BEGIN

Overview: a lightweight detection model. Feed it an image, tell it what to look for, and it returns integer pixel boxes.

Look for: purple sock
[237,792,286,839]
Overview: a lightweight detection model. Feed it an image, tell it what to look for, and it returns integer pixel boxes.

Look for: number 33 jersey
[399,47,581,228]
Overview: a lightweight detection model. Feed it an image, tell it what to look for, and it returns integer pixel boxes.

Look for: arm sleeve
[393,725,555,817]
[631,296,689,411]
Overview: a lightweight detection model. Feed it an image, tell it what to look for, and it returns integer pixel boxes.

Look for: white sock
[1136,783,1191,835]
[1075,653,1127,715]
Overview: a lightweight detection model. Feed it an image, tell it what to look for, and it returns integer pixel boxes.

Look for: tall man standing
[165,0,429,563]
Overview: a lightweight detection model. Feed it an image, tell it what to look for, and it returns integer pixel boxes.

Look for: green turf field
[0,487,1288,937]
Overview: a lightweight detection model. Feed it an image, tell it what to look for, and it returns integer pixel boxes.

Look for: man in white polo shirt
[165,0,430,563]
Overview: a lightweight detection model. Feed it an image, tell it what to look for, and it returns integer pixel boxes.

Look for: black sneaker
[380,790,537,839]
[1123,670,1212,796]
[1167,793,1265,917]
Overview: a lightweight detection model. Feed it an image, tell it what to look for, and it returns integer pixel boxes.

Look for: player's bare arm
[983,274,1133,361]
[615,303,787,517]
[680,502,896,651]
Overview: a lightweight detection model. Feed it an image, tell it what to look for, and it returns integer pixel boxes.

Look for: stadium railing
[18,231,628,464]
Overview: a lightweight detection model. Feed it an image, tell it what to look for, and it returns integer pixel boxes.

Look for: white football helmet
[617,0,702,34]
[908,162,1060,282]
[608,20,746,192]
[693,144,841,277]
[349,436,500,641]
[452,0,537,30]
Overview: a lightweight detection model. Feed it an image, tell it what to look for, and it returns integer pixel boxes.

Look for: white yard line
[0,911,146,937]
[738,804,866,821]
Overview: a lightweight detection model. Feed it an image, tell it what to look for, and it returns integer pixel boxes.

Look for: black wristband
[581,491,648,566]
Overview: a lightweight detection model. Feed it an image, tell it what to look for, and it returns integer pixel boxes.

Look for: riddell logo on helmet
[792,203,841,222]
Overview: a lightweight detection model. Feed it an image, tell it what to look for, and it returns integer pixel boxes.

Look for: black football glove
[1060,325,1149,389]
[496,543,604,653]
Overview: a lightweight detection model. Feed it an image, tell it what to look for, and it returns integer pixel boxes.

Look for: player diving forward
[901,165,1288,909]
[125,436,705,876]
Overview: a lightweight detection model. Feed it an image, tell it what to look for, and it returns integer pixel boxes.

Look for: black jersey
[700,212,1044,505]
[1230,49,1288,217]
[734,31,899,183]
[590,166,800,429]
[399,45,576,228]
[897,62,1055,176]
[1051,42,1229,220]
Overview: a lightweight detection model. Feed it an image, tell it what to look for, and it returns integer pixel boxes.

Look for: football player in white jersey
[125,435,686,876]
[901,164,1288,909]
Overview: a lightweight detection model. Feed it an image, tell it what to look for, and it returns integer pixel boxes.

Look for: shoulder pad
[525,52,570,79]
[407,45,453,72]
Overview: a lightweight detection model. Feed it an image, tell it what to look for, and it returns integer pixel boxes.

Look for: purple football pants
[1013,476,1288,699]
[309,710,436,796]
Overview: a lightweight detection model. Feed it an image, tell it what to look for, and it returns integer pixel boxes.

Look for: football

END

■ **SHORT TASK**
Select every line in the lines above that contains the word "football". Case counts, so copy only lines where the string appears with exactly that capitalization.

■ **TASK ANSWER**
Look for: white football helmet
Look for: black football glove
Look for: football player in white jersey
Look for: purple football pants
Look for: football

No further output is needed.